§ DIRECTION
Rewrite the lines below as a numbered list, skipping any blank lines. Leave the pictures out of your answer.

§ DATA LINES
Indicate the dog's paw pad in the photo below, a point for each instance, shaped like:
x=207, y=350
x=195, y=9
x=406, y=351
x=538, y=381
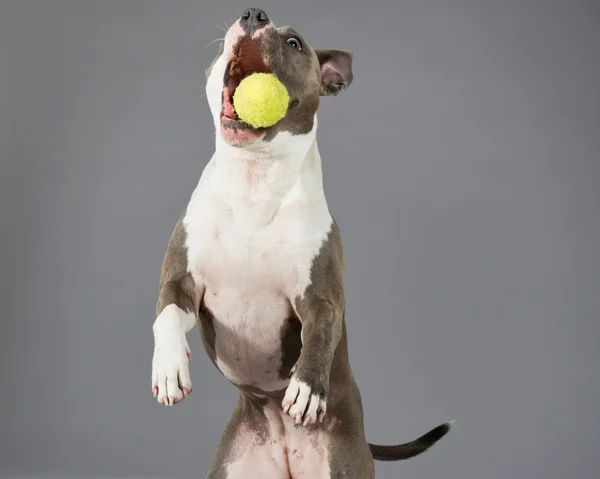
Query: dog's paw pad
x=171, y=382
x=303, y=404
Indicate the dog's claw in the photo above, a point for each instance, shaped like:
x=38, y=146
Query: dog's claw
x=304, y=406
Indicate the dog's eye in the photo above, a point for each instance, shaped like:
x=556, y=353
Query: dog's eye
x=295, y=43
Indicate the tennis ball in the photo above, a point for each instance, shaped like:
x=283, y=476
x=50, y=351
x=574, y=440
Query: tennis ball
x=261, y=100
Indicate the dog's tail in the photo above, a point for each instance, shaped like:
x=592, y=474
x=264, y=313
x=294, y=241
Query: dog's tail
x=410, y=449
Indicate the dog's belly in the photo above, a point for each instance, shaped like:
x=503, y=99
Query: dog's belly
x=255, y=337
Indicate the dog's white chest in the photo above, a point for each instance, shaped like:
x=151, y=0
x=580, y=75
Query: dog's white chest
x=251, y=252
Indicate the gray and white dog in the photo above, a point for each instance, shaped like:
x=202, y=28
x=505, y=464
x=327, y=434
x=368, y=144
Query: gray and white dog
x=256, y=259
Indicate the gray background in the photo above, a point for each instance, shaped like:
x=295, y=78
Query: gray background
x=463, y=166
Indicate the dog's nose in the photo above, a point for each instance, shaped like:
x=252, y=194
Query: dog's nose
x=254, y=19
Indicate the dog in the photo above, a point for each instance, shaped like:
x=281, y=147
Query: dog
x=257, y=261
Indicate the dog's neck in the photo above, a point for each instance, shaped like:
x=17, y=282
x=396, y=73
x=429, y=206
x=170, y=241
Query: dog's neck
x=268, y=171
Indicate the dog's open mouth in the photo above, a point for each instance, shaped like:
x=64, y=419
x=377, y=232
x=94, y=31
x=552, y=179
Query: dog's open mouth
x=247, y=61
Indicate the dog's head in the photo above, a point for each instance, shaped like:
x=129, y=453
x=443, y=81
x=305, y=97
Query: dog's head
x=253, y=44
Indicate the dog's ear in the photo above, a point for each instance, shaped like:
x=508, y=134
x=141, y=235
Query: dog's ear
x=336, y=70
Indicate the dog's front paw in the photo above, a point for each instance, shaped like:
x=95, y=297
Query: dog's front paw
x=171, y=381
x=305, y=400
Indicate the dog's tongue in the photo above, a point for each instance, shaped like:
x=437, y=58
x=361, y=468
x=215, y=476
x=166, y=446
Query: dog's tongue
x=228, y=109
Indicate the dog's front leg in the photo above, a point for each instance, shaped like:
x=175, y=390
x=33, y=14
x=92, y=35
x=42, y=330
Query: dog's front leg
x=177, y=313
x=321, y=313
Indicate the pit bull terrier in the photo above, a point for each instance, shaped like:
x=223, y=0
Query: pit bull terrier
x=256, y=259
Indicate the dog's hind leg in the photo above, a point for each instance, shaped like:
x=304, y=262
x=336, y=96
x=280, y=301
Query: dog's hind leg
x=248, y=449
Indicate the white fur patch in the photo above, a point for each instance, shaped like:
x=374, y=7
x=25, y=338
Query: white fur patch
x=303, y=406
x=171, y=380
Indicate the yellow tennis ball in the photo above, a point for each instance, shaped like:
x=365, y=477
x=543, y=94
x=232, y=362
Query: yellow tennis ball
x=261, y=100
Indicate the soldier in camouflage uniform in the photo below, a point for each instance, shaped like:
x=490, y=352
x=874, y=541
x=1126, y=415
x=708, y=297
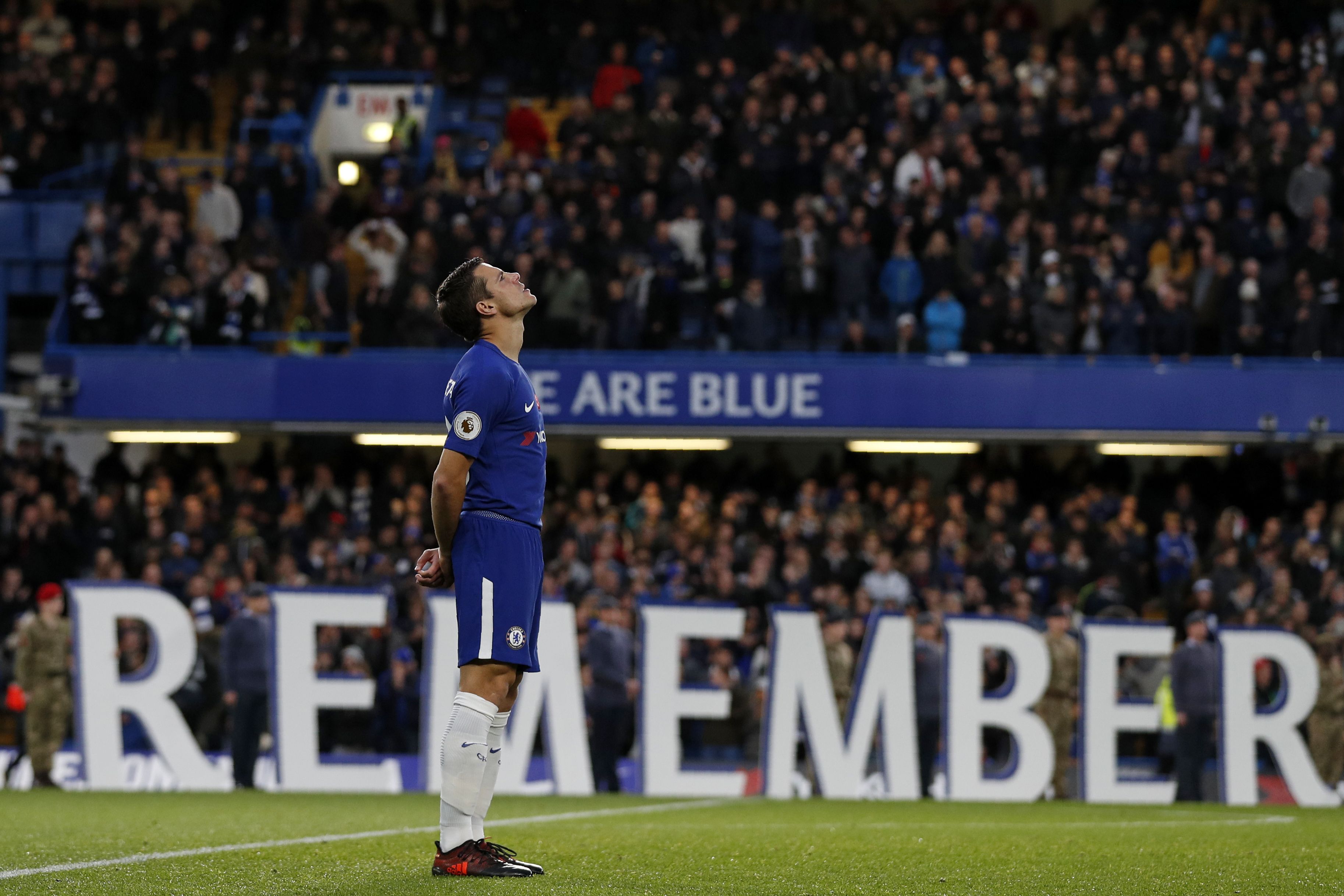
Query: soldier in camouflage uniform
x=1326, y=725
x=1060, y=707
x=42, y=669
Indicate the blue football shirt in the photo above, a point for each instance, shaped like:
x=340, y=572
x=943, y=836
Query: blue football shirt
x=494, y=417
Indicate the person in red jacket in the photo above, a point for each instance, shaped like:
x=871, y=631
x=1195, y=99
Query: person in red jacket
x=526, y=129
x=613, y=78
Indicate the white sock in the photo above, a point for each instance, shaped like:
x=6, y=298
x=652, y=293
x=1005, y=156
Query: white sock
x=464, y=764
x=494, y=742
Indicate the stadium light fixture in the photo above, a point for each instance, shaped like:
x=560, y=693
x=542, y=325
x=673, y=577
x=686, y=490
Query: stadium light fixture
x=378, y=132
x=347, y=174
x=403, y=440
x=173, y=437
x=870, y=447
x=624, y=444
x=1162, y=449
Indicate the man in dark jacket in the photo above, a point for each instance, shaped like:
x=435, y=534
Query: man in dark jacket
x=245, y=671
x=611, y=656
x=928, y=695
x=1195, y=695
x=1171, y=330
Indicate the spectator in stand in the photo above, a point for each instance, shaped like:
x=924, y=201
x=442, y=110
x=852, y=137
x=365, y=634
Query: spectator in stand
x=611, y=656
x=929, y=661
x=858, y=339
x=1195, y=692
x=944, y=321
x=245, y=678
x=526, y=131
x=218, y=209
x=615, y=78
x=902, y=281
x=397, y=704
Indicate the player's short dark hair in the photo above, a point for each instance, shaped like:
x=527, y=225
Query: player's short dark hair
x=457, y=297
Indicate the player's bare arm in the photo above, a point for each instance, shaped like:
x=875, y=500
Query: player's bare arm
x=435, y=569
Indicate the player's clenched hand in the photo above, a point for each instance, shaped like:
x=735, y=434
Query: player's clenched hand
x=432, y=572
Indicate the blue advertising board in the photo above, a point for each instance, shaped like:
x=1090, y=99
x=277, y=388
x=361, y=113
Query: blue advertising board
x=720, y=393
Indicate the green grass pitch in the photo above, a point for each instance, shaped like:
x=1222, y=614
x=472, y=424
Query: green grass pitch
x=732, y=847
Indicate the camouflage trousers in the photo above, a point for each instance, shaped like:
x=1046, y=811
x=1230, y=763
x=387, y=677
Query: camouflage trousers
x=1326, y=735
x=47, y=717
x=1058, y=715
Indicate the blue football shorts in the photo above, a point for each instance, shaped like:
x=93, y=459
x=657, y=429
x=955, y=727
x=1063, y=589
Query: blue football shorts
x=498, y=578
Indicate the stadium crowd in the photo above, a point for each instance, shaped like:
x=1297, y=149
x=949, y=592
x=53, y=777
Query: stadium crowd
x=1003, y=535
x=1138, y=182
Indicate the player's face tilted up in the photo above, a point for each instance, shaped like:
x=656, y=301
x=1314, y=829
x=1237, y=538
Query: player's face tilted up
x=510, y=296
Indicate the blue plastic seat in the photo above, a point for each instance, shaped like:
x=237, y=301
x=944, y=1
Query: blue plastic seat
x=52, y=278
x=56, y=226
x=490, y=108
x=457, y=112
x=14, y=230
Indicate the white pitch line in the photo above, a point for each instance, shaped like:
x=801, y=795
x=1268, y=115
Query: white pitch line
x=333, y=839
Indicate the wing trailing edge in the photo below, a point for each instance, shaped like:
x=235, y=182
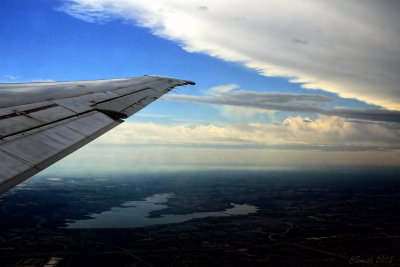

§ SOLUTION
1. Indicate the dog's paw pad in the photo below, a point for each instance, shaped like:
2. x=207, y=350
3. x=195, y=9
4. x=406, y=351
5. x=538, y=381
6. Query: dog's paw pad
7. x=171, y=382
8. x=303, y=404
9. Indicate the dog's claw in the photo above, a point for each instance, shaped like:
10. x=38, y=146
11. Query: dog's claw
12. x=304, y=406
13. Indicate the dog's eye in the photo above, a point for each instance, shaped like:
14. x=556, y=353
15. Query: dog's eye
16. x=295, y=43
17. Indicate the tennis ball in the photo above, a point for each instance, shaped like:
18. x=283, y=476
19. x=50, y=351
20. x=574, y=440
21. Query: tennis ball
22. x=261, y=100
23. Indicate the dog's tail in the photo above, a point for each instance, shaped like:
24. x=592, y=474
25. x=264, y=313
26. x=294, y=241
27. Query: dog's tail
28. x=410, y=449
29. Indicate the dog's belly in the photo above, a point for each instance, shaped like:
30. x=503, y=99
31. Query: dog's belly
32. x=255, y=337
33. Indicate the dog's white chest in the photo above, a point for each instance, shaped like:
34. x=151, y=0
35. x=580, y=75
36. Query: dog's white chest
37. x=251, y=252
38. Indicate the gray and white dog in the photo above, a point for each instance, shaped like:
39. x=202, y=28
40. x=505, y=464
41. x=327, y=434
42. x=368, y=144
43. Query: gray and white dog
44. x=256, y=259
45. Indicate the gray background in the photo above, a point for each instance, shaped like:
46. x=295, y=78
47. Query: gray background
48. x=463, y=166
49. Indicate the dog's nose in the photo above, a point for each instance, shaped like:
50. x=252, y=194
51. Query: dog's nose
52. x=254, y=19
53. Indicate the dog in the photo above, a point for each instance, shaped like:
54. x=281, y=147
55. Query: dog
56. x=257, y=261
57. Indicate the dog's neck in the photo above, a point for each instance, shaped like:
58. x=17, y=282
59. x=396, y=73
60. x=429, y=206
61. x=170, y=241
62. Query: dog's neck
63. x=268, y=171
64. Indicate the dog's open mouth in the photo above, a point for each instance, shaped like:
65. x=64, y=419
66. x=377, y=232
67. x=94, y=31
68. x=552, y=179
69. Query: dog's open mouth
70. x=247, y=61
71. Indicate the dog's head in the photo above, a point for each instance, shaped like:
72. x=129, y=453
73. x=443, y=81
74. x=305, y=97
75. Query: dog's head
76. x=253, y=44
77. Indicate the dog's ear in the photo above, a point for each instance, shaped like:
78. x=508, y=134
79. x=141, y=235
80. Query: dog's ear
81. x=336, y=70
82. Indicate the dog's front paw in the photo above, a point for each instance, shaped like:
83. x=95, y=297
84. Query: dog's front paw
85. x=171, y=381
86. x=305, y=400
87. Indicate the dog's tongue in the photo above, a point for each instance, shaped like:
88. x=437, y=58
89. x=361, y=468
90. x=215, y=476
91. x=166, y=446
92. Query: dog's tongue
93. x=228, y=109
94. Indicate the dog's front leg in the photo above, a point for each instance, shaped like:
95. x=175, y=390
96. x=33, y=14
97. x=92, y=35
98. x=42, y=330
99. Query: dog's front leg
100. x=177, y=313
101. x=321, y=313
102. Indicate the pit bull terrier in the photo above, a point for each instance, shaped like:
103. x=223, y=0
104. Query: pit bull terrier
105. x=256, y=259
106. Indicate the dog's hind leg in the photo above, a point for each instance, shaped like:
107. x=304, y=262
108. x=336, y=96
109. x=280, y=301
110. Query: dog's hind leg
111. x=248, y=449
112. Indicate the white fur patch in the photo above, a point for each instance, shaped like:
113. x=374, y=7
114. x=25, y=338
115. Query: white fur patch
116. x=303, y=406
117. x=171, y=380
118. Indicate the yellow tennis ball in the photo above, a point for each instance, shaped like:
119. x=365, y=477
120. x=543, y=94
121. x=232, y=362
122. Query: yellow tennis ball
123. x=261, y=100
124. Indicate the soldier in camouflage uniform in the photo below, a point for each instance, shaped like:
125. x=490, y=352
126. x=874, y=541
127. x=1126, y=415
128. x=708, y=297
129. Query: soldier in camouflage uniform
130. x=1326, y=725
131. x=1060, y=707
132. x=42, y=669
133. Indicate the blue football shirt in the photo above, a point for each instance, shaped like:
134. x=340, y=572
135. x=943, y=836
136. Query: blue football shirt
137. x=494, y=417
138. Indicate the person in red jacket in the photo above, a point for each instance, shaped like:
139. x=871, y=631
140. x=1195, y=99
141. Query: person in red jacket
142. x=526, y=129
143. x=613, y=78
144. Indicate the white sock in the photo above, a point for each instance, shaped like:
145. x=6, y=298
146. x=652, y=293
147. x=1005, y=156
148. Query: white sock
149. x=464, y=764
150. x=494, y=742
151. Indicate the stadium light fixture in the photo above, a point for each instance, shaped like:
152. x=560, y=693
153. x=542, y=325
154. x=673, y=577
155. x=686, y=490
156. Query: stadium light fixture
157. x=378, y=132
158. x=347, y=174
159. x=403, y=440
160. x=173, y=437
161. x=870, y=447
162. x=624, y=444
163. x=1162, y=449
164. Indicate the man in dark jacket in the photo above, a point for each instance, shaped like:
165. x=435, y=534
166. Query: man in dark jacket
167. x=245, y=671
168. x=611, y=656
169. x=928, y=695
170. x=1195, y=695
171. x=1171, y=330
172. Indicate the spectator in stand in the photo above, a point for each instance, shaped like:
173. x=924, y=201
174. x=442, y=110
175. x=852, y=137
176. x=365, y=634
177. Query: spectator in stand
178. x=611, y=656
179. x=929, y=661
180. x=858, y=339
181. x=1195, y=692
182. x=944, y=321
183. x=245, y=678
184. x=526, y=131
185. x=218, y=209
186. x=615, y=78
187. x=902, y=281
188. x=397, y=704
189. Indicate the player's short dark hair in the photo above, a point for each instance, shaped like:
190. x=527, y=225
191. Query: player's short dark hair
192. x=457, y=297
193. Indicate the player's bare arm in the photo above, a point for each instance, shaped like:
194. x=875, y=500
195. Query: player's bare arm
196. x=435, y=569
197. Indicate the player's clenched hand in the photo above, a point for each instance, shaped like:
198. x=735, y=434
199. Query: player's clenched hand
200. x=432, y=572
201. Indicate the blue advertising board in the photo above, a point for each instance, shaped like:
202. x=1090, y=99
203. x=277, y=388
204. x=361, y=113
205. Query: blue advertising board
206. x=720, y=393
207. Indicate the green grass pitch in the photo above, a point for each instance, shaped like:
208. x=1222, y=614
209. x=472, y=424
210. Query: green grass pitch
211. x=732, y=847
212. Indicate the camouflage trousers in the photo above, a point for each instance, shaped like:
213. x=1046, y=811
214. x=1230, y=763
215. x=387, y=677
216. Query: camouflage trousers
217. x=1326, y=735
218. x=47, y=717
219. x=1058, y=715
220. Indicate the blue football shorts in the photo above, a point for each instance, shaped like:
221. x=93, y=459
222. x=657, y=429
223. x=955, y=727
224. x=1063, y=589
225. Query: blue football shorts
226. x=498, y=578
227. Indicate the stadium crowd in the photo above, a point for each instance, shaped like:
228. x=1297, y=149
229. x=949, y=592
230. x=53, y=777
231. Query: stadium crowd
232. x=1003, y=535
233. x=1138, y=182
234. Indicate the player's face tilted up in the photo above, a point for each instance, shaped like:
235. x=656, y=301
236. x=1314, y=829
237. x=1237, y=538
238. Query: player's face tilted up
239. x=510, y=296
240. Indicate the blue plastic seat in the photo above, a point for each instance, shaped like:
241. x=237, y=301
242. x=944, y=1
243. Query: blue plastic seat
244. x=52, y=278
245. x=56, y=226
246. x=490, y=108
247. x=457, y=112
248. x=14, y=230
249. Indicate the white pitch line in the photo above, a point for each instance, shaped like:
250. x=801, y=795
251. x=1268, y=115
252. Query: white pitch line
253. x=333, y=839
254. Indicate the wing trailing edge in the photo below, a point for each instance, shaped like:
255. x=235, y=182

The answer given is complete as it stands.